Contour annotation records
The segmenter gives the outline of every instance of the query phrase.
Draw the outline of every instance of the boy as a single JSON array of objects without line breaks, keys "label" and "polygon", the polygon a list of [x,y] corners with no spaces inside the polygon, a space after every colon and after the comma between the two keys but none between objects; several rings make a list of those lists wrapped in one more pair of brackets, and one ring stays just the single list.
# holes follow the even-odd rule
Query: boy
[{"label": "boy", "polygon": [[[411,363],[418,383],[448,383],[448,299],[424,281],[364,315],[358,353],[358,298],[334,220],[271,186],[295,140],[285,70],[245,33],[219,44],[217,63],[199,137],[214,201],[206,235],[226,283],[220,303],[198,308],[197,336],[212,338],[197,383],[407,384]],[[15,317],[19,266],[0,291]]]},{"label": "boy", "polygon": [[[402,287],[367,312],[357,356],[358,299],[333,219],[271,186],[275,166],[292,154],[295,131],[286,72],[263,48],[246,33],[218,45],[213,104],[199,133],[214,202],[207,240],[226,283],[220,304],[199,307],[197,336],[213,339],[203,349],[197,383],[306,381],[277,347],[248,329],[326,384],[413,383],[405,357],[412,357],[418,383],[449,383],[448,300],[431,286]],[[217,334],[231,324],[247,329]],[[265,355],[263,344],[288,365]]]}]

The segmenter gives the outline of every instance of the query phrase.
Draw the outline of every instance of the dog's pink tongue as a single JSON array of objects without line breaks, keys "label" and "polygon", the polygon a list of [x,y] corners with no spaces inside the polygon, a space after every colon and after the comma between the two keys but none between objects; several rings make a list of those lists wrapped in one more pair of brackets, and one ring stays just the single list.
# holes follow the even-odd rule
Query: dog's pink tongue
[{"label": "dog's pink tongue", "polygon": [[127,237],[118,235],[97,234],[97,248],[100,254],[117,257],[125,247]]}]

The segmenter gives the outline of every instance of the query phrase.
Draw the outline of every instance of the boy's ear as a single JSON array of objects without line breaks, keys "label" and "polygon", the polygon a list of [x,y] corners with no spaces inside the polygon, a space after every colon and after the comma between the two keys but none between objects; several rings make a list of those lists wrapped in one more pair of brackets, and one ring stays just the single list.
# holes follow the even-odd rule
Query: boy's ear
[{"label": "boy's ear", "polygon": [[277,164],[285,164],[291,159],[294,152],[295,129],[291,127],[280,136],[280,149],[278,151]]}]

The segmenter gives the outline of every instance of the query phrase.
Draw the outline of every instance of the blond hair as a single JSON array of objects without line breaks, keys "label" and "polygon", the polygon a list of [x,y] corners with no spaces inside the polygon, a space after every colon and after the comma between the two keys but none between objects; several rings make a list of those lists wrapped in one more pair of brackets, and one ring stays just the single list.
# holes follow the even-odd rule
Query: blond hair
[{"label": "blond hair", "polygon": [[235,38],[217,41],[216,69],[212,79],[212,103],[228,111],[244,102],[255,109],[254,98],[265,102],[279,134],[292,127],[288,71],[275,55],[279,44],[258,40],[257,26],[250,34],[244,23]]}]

...

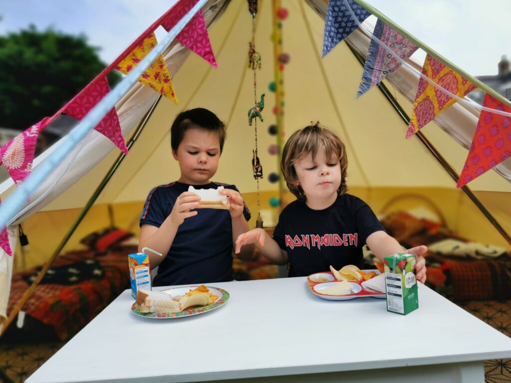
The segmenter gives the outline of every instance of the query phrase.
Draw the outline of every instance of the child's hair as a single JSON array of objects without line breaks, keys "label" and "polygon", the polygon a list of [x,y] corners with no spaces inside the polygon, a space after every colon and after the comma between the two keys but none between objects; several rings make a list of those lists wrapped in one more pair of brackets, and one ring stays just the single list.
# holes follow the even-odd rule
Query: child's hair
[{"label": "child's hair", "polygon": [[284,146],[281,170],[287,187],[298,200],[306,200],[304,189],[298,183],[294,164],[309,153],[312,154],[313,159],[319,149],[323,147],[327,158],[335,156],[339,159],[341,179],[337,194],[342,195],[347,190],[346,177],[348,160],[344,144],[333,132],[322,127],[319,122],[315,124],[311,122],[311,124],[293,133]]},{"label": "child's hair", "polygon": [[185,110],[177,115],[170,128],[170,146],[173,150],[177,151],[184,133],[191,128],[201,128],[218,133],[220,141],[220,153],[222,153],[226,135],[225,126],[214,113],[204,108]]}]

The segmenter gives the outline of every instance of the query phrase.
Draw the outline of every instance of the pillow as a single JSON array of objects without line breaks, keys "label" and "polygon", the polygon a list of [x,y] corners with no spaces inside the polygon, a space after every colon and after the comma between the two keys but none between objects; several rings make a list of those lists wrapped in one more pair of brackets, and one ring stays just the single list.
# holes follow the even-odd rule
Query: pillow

*PROBLEM TO SOLVE:*
How many lines in the rows above contain the string "blond"? Case counts, and reply with the number alone.

*THE RESULT:*
3